▸ **Extract provided**:
AF: Hi Bradley:
I have a nagging subject that I found myself questioning a lot.
You wrote about it in this article:
https://www.ptm.org/qr-if-god-
But my background, like your own, is from the charismatic evangelical ditch and now when I see people close to me in pain and suffering from sickness etc, I have a hard time to cope with the fact that God actually performs miracles in the world.
AF: At the end of the article, you wrote:
If God answers such a prayer, it is only because (1) Love is the highest law and (2) God saw, in that prayer, a willing human partner. God may respond to our prayers through very normal means or through highly unusual ways. But here’s the thing: my prayers don’t control how God will answer. I read of Jesus’ invitation to come to his Father with a bold ask, but I cannot presume to make demands of God as if God were my personal genie. When we do, I suspect that it is WE who want control… we want a tiny god who submits to our control.
Rather, I offer up my requests, raw and uncensored (like the Psalmist), and I leave the outcome and the people involved in God’s care. God’s care is always wiser and more mysterious than my diagnosis or my desire for control. But just as I can’t presume what God must do, I have also stopped limiting what God can do. With God, all things are possible, so I take Paul’s exhortation seriously: “Pray about everything.”
What about all those verses?
BJ: First, I think it’s exactly right to return to the Gospels, to the very words of Jesus, where we see an invitation to prayers of persistent knocking, bold asking, and a reminder that God is a good Father. Believe me, I lean on these all the time. I pray with them in mind. That’s not the problem. The problem for me is what these prayers come to mean when, for example, a full third of my former congregation was comprised of people with disabilities in full-time care – rows of precious people in wheelchairs, others with Down Syndrome, many with severe autism, and beyond that, people with the full-range of addictions, and a general membership for whom the death-rate is eventually 100%.

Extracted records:
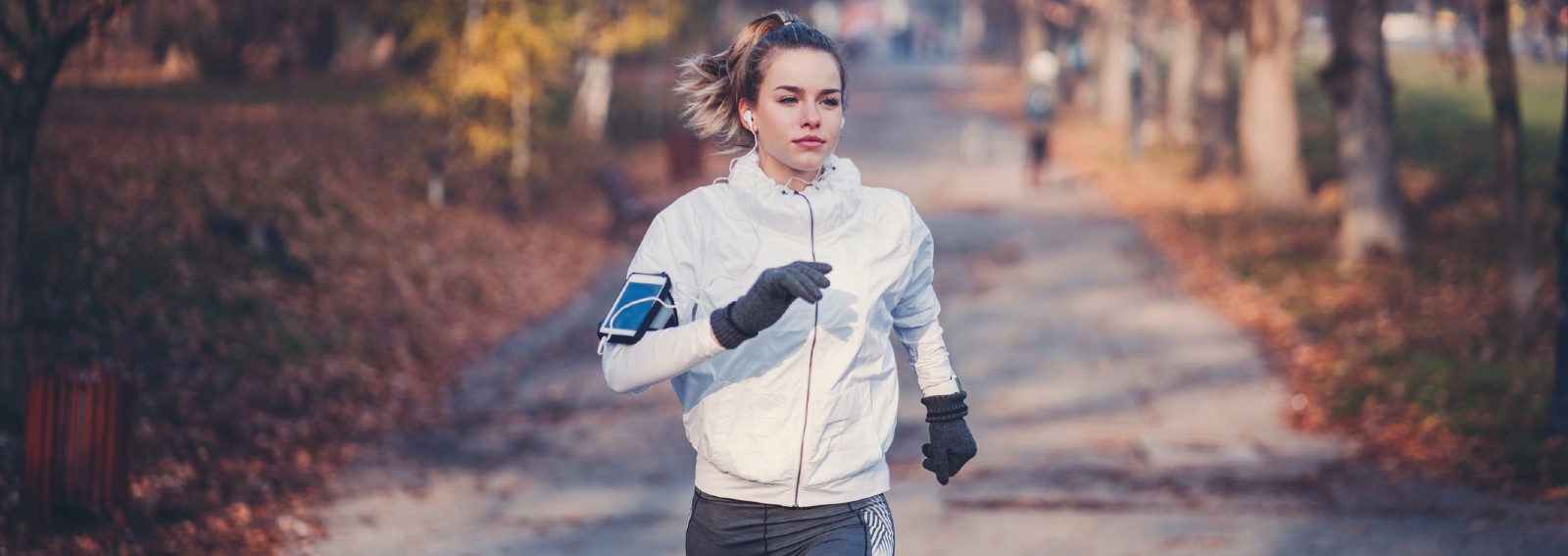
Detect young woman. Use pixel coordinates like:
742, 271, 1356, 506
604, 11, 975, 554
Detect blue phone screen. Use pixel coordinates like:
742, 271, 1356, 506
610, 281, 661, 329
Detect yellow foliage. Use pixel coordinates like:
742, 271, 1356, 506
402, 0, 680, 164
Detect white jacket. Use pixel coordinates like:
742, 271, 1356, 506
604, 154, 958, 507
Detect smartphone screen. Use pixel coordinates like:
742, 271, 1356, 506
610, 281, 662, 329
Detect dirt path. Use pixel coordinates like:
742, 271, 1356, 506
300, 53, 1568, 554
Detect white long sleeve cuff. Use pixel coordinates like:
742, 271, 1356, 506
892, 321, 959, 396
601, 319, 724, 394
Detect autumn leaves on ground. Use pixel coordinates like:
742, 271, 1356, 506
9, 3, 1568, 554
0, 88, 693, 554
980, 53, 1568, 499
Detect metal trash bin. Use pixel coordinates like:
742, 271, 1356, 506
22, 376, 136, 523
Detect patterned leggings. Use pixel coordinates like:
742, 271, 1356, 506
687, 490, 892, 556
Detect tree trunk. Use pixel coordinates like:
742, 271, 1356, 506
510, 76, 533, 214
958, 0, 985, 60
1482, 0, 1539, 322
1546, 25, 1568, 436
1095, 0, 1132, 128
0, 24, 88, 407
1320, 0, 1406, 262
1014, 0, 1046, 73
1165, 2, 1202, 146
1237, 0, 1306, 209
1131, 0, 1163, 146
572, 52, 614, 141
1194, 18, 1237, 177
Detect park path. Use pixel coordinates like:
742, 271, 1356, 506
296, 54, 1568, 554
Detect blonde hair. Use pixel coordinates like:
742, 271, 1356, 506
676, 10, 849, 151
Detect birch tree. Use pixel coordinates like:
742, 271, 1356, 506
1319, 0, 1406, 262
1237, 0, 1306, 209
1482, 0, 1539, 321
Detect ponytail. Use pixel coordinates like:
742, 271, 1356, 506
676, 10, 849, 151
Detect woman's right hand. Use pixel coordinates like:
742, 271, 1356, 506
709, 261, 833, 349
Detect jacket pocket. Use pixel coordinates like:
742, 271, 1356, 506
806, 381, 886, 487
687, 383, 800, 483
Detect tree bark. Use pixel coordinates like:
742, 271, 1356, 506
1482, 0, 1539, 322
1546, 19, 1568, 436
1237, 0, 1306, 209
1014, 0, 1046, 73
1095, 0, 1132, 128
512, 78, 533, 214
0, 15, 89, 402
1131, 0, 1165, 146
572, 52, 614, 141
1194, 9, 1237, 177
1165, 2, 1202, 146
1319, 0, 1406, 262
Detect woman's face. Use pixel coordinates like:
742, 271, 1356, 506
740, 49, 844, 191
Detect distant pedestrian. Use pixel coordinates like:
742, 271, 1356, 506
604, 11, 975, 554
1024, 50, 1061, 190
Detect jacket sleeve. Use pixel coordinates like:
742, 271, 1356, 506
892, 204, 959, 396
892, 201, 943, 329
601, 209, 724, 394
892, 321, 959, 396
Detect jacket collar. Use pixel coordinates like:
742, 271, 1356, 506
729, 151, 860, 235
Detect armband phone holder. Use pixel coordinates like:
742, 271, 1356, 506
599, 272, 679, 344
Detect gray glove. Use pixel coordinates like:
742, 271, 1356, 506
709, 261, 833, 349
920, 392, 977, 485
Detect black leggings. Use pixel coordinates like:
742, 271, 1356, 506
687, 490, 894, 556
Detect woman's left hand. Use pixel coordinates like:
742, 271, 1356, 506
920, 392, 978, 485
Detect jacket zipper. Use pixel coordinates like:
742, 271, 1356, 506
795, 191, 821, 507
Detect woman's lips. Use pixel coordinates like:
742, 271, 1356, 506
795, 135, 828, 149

▸ **Brief 1**: In the exchange on prayer and miracles, what share of BJ's former congregation was made up of people with disabilities in full-time care?
▸ **Brief 2**: List what BJ says the exchange on prayer and miracles finds in the Gospels, in the very words of Jesus.
▸ **Brief 3**: Translate this sentence from the exchange on prayer and miracles into Spanish: "God’s care is always wiser and more mysterious than my diagnosis or my desire for control."

▸ **Reply 1**: A full third.

▸ **Reply 2**:
- An invitation to prayers of persistent knocking
- Bold asking
- A reminder that God is a good Father

▸ **Reply 3**: El cuidado de Dios es siempre más sabio y más misterioso que mi diagnóstico o mi deseo de control.